-- SHORT TASK --
Identify each line in the records below that contains the word "concrete", and copy all of those lines.

==== DATA EXCERPTS ====

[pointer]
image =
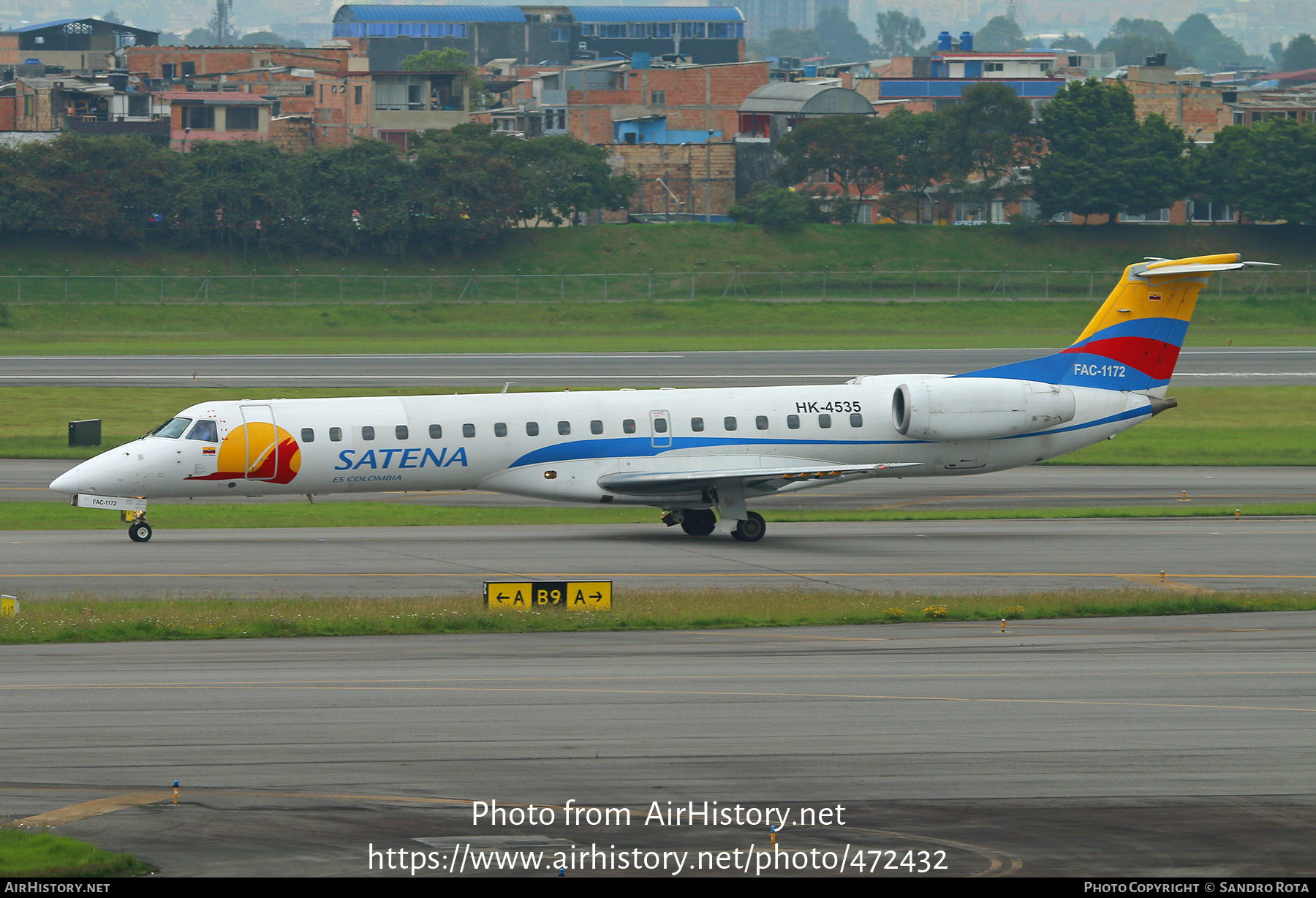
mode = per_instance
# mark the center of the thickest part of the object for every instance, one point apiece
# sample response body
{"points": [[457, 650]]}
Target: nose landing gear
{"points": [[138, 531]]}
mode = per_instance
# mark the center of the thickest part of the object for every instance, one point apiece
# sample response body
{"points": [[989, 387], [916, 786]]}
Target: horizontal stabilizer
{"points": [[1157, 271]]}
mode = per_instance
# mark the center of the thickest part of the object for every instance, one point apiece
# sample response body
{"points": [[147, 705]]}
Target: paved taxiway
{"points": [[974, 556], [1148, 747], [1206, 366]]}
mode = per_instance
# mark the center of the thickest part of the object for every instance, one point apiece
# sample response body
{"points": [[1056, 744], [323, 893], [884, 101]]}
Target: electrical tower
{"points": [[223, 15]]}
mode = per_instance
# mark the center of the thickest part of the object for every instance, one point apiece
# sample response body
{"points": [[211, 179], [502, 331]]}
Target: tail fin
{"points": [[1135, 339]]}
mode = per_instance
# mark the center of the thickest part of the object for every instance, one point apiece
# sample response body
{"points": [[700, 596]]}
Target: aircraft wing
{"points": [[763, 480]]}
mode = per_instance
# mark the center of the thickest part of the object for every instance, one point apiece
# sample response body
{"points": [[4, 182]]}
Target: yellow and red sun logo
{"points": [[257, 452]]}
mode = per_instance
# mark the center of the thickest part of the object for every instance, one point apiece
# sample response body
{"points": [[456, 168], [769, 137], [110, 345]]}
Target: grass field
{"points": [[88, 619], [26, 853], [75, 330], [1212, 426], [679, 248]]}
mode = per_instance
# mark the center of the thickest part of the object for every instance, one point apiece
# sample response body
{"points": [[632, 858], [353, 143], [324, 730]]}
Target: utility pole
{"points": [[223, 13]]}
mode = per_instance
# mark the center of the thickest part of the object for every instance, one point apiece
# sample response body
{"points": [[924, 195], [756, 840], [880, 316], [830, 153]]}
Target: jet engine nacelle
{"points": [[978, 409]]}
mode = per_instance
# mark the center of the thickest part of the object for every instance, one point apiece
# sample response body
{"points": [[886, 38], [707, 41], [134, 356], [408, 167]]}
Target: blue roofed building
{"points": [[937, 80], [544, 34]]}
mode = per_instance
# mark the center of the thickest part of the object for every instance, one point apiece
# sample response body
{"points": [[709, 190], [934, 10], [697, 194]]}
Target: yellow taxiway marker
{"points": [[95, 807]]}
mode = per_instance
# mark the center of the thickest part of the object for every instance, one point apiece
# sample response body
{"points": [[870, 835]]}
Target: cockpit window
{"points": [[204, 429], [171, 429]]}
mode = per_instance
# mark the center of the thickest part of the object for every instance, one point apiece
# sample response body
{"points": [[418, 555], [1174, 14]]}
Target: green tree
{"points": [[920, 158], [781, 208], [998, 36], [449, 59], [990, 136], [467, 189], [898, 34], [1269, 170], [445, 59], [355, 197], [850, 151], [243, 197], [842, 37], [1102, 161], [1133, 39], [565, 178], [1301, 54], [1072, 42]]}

====
==== DATA EXCERPTS ====

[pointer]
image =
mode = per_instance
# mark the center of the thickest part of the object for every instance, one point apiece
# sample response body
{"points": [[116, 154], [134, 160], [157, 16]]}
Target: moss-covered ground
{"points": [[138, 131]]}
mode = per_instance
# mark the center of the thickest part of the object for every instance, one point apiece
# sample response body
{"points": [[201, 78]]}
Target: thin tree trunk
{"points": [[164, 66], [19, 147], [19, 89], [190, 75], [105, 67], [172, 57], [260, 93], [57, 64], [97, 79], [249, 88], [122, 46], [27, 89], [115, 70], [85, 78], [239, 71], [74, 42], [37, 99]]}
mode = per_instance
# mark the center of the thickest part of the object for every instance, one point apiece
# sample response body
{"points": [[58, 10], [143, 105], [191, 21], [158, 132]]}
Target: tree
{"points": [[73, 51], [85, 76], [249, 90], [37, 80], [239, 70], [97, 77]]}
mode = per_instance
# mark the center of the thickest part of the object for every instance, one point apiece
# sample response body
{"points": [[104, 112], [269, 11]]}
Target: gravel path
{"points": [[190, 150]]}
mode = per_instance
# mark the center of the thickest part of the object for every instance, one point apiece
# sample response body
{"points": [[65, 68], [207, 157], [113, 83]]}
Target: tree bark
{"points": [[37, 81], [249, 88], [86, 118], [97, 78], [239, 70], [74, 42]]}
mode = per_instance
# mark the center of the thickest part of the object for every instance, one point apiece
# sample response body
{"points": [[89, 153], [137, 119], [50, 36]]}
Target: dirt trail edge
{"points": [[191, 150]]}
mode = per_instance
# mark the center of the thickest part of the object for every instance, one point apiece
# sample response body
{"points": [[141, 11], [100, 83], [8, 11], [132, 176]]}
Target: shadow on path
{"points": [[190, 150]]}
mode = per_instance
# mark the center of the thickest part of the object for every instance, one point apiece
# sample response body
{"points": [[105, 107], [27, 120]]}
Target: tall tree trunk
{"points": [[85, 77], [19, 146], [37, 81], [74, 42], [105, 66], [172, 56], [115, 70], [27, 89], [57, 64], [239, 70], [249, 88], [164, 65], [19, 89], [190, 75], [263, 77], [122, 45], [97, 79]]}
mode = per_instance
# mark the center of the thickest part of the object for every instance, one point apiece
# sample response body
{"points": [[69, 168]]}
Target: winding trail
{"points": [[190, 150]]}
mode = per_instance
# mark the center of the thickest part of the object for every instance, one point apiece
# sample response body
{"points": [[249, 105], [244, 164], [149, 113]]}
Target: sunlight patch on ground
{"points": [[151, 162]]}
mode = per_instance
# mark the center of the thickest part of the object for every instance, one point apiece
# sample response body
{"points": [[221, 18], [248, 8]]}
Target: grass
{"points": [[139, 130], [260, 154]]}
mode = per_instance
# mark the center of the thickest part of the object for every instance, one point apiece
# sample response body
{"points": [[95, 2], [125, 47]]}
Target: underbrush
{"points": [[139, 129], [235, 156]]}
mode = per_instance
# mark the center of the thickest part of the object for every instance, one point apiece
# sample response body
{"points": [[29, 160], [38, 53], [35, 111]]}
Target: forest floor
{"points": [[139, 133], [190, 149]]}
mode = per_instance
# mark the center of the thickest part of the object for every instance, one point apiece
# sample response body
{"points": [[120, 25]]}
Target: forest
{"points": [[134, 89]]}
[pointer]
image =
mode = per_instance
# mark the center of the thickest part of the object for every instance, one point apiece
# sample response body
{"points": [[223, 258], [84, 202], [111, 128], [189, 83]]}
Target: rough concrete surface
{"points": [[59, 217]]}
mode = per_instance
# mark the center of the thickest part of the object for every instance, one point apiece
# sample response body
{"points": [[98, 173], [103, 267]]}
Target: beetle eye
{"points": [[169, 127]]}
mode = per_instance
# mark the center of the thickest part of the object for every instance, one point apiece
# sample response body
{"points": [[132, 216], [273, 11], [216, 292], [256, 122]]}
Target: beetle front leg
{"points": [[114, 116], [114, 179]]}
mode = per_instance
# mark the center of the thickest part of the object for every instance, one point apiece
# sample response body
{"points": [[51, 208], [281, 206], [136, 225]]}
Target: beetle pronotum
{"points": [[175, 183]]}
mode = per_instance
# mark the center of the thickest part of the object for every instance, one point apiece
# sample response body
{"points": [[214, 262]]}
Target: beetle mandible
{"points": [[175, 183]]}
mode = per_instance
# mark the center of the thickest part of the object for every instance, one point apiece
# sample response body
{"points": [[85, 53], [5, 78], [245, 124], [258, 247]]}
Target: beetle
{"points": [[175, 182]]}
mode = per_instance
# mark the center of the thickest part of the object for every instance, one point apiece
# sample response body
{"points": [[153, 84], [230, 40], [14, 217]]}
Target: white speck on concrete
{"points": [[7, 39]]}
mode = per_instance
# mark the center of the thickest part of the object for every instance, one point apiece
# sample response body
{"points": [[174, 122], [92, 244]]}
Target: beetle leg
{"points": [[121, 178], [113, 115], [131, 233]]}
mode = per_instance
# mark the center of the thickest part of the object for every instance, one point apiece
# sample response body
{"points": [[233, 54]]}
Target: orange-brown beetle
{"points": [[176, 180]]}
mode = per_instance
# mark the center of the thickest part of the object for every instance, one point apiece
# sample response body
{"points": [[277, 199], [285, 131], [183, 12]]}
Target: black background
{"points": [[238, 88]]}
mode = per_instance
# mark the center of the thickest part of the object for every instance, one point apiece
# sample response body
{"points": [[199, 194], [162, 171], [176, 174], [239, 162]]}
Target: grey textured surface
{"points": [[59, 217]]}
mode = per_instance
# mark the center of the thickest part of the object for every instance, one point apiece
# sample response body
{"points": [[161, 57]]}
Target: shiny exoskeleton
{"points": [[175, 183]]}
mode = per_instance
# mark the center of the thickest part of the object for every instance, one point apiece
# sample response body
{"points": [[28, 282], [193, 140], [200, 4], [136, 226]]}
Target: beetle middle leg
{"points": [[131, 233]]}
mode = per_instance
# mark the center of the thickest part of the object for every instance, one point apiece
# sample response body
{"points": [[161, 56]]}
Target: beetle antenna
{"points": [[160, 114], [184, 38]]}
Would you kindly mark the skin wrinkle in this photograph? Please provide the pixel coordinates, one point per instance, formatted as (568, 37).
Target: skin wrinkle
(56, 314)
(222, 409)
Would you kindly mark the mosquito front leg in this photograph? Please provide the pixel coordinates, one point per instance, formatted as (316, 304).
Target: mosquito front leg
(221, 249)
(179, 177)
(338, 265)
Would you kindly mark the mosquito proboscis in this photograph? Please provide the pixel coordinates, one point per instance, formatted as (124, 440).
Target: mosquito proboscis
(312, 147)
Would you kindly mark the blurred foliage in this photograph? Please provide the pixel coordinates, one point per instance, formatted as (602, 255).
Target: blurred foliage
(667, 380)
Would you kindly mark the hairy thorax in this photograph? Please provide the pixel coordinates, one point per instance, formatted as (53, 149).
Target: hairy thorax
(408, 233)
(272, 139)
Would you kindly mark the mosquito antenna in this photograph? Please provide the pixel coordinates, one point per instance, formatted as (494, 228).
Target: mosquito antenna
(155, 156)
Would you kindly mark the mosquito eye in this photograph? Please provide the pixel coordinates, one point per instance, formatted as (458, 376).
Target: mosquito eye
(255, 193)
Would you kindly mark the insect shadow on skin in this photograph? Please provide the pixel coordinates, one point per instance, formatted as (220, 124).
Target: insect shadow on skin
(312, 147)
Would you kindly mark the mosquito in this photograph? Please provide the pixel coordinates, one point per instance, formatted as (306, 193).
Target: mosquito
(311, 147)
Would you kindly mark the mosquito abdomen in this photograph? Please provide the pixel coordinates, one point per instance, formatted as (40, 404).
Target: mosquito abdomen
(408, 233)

====

-- TASK OUTPUT --
Target: rough concrete surface
Target: white speck on concrete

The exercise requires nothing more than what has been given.